[START OF Records supplied]
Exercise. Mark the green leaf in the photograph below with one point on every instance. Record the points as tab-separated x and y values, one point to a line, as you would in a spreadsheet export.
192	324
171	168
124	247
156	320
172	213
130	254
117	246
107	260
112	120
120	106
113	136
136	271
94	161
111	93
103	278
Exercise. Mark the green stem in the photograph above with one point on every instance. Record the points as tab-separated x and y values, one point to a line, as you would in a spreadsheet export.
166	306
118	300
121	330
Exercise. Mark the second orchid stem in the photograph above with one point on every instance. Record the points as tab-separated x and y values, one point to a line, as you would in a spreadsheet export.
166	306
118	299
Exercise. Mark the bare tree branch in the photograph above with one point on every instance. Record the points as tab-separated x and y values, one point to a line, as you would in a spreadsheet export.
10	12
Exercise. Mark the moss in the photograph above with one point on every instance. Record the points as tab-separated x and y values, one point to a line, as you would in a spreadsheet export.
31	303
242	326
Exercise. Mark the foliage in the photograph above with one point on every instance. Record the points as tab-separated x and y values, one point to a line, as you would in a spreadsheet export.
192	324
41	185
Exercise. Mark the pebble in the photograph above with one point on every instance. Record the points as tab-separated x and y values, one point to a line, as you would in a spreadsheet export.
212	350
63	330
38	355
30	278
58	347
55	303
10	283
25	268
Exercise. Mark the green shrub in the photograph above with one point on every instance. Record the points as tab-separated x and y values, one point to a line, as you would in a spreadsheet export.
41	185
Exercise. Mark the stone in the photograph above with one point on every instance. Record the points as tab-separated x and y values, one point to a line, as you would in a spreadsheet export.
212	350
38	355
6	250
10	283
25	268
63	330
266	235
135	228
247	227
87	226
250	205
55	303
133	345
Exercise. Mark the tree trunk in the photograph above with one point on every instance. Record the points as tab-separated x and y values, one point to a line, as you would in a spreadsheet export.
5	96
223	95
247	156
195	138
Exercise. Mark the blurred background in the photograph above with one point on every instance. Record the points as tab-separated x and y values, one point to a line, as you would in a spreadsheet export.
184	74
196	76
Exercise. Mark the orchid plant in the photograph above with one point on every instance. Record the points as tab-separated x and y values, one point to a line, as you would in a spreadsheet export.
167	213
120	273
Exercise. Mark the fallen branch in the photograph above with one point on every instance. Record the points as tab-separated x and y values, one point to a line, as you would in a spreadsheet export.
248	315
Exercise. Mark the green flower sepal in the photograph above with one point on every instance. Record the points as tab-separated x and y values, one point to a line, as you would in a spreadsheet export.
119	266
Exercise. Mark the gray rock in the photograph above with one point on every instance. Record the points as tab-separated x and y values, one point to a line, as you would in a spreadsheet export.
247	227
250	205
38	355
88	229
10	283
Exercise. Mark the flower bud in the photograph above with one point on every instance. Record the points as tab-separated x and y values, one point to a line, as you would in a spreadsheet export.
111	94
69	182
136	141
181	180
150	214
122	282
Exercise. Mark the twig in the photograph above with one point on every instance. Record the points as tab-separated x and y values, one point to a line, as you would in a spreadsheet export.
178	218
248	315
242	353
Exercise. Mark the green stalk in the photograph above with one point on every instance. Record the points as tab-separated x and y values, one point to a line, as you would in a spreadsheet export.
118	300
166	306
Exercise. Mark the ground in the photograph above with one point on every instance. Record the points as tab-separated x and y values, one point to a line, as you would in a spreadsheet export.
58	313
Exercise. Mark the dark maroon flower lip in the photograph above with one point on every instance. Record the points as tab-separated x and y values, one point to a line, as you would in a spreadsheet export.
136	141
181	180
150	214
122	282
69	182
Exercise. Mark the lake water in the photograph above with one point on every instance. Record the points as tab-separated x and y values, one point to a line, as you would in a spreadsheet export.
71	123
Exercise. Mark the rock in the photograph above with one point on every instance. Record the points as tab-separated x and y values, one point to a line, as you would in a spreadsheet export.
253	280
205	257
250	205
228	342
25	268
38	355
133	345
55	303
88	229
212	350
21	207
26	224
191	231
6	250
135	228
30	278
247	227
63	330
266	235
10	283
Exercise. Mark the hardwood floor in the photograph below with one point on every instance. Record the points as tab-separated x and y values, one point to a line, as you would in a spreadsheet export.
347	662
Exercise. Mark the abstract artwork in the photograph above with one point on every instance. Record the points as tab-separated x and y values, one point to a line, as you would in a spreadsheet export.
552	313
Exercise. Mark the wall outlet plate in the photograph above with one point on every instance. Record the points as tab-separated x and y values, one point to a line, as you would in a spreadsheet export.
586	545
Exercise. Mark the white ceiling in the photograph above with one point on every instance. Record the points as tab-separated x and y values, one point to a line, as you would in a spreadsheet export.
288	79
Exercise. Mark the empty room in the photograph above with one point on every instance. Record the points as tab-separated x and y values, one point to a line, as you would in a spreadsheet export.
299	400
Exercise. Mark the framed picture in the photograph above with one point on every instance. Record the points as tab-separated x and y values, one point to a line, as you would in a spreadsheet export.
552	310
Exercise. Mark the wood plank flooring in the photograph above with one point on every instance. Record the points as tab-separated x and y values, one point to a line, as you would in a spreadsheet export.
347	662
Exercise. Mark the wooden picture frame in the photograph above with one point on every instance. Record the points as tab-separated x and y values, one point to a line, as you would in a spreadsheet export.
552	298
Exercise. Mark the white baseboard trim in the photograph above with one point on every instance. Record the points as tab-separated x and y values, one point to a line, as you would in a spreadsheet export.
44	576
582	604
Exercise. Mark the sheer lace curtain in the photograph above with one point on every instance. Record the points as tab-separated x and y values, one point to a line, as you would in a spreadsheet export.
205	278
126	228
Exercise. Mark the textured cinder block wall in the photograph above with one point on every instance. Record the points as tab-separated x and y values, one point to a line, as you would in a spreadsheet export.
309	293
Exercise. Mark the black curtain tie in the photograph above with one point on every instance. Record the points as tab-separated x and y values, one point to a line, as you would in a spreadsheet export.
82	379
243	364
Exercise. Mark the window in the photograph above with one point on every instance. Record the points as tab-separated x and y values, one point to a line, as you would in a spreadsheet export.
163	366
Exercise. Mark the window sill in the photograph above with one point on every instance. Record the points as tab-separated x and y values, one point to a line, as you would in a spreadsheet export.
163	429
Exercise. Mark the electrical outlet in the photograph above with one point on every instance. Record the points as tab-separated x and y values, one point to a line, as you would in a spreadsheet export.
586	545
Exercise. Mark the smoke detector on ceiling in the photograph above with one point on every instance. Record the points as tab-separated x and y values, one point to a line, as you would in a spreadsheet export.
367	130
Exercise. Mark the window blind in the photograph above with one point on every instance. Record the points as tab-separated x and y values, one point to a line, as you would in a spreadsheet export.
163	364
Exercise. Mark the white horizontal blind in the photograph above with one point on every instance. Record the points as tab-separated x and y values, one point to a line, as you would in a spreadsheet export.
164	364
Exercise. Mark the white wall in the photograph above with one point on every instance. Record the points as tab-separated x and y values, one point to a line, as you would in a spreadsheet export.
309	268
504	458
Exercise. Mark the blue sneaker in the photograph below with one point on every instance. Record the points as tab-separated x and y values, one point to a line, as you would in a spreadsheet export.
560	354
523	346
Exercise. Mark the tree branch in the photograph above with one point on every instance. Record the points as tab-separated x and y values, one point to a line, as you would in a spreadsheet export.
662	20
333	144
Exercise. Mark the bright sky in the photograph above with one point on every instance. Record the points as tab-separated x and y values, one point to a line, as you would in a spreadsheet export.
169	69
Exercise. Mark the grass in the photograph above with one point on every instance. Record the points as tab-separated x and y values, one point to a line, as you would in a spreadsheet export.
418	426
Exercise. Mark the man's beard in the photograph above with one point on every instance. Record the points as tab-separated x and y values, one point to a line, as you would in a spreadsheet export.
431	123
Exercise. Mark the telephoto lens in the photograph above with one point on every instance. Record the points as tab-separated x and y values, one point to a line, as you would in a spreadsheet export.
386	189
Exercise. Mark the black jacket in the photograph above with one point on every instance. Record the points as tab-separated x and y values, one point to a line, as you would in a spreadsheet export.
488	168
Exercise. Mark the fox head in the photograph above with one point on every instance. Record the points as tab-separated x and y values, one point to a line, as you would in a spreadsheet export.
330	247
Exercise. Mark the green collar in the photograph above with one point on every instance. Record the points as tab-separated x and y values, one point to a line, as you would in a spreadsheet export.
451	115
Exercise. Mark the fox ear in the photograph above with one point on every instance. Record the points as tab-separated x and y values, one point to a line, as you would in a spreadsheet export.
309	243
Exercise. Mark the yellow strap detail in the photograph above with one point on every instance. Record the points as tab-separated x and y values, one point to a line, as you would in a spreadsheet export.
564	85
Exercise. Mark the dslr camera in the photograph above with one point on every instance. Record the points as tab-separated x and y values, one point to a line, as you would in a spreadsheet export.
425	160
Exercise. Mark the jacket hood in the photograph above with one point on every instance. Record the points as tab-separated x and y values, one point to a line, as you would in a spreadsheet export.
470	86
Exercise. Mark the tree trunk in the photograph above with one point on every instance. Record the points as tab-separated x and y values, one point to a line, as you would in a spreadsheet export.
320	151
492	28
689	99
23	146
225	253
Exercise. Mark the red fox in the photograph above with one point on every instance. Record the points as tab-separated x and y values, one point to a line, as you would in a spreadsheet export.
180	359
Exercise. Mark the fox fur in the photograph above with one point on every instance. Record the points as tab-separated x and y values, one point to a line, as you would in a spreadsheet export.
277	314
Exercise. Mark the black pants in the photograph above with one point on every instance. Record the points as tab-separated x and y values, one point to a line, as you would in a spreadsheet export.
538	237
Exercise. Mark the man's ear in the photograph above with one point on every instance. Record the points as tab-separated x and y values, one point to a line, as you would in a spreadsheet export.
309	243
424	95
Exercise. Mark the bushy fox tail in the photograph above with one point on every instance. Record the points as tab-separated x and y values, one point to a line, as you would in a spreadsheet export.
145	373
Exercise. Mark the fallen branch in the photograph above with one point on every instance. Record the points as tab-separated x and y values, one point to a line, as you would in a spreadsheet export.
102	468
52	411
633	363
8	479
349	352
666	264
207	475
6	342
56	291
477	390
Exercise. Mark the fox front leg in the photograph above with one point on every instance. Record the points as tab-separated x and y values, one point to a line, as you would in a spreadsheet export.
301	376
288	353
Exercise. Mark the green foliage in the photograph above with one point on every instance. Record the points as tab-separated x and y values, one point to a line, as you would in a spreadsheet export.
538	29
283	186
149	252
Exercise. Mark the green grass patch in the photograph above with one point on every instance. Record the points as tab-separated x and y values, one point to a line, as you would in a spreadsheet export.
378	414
[END OF Records supplied]
Objective: Reproduce the records word for word, beginning with the line that contains "Exercise. Mark the fox front" and continuing through the end of the records.

Response to this task:
Exercise. Mark the fox front leg in the photograph above with one point on every instance. Record the points as tab-separated x and y values, one point to a line, as you would in a spreadsheet export.
301	376
288	353
Exercise. Mark the green foliage in the photograph above with one point on every instance. Record the points as tab-separated x and y values, one point to a line, as you would in a spreadsheet export.
538	29
283	186
149	252
Exercise. Mark the green grass patch in the photograph above with one point on every instance. Record the points as tab-separated x and y values, one point to a line, as you would in a spreadsheet export.
378	414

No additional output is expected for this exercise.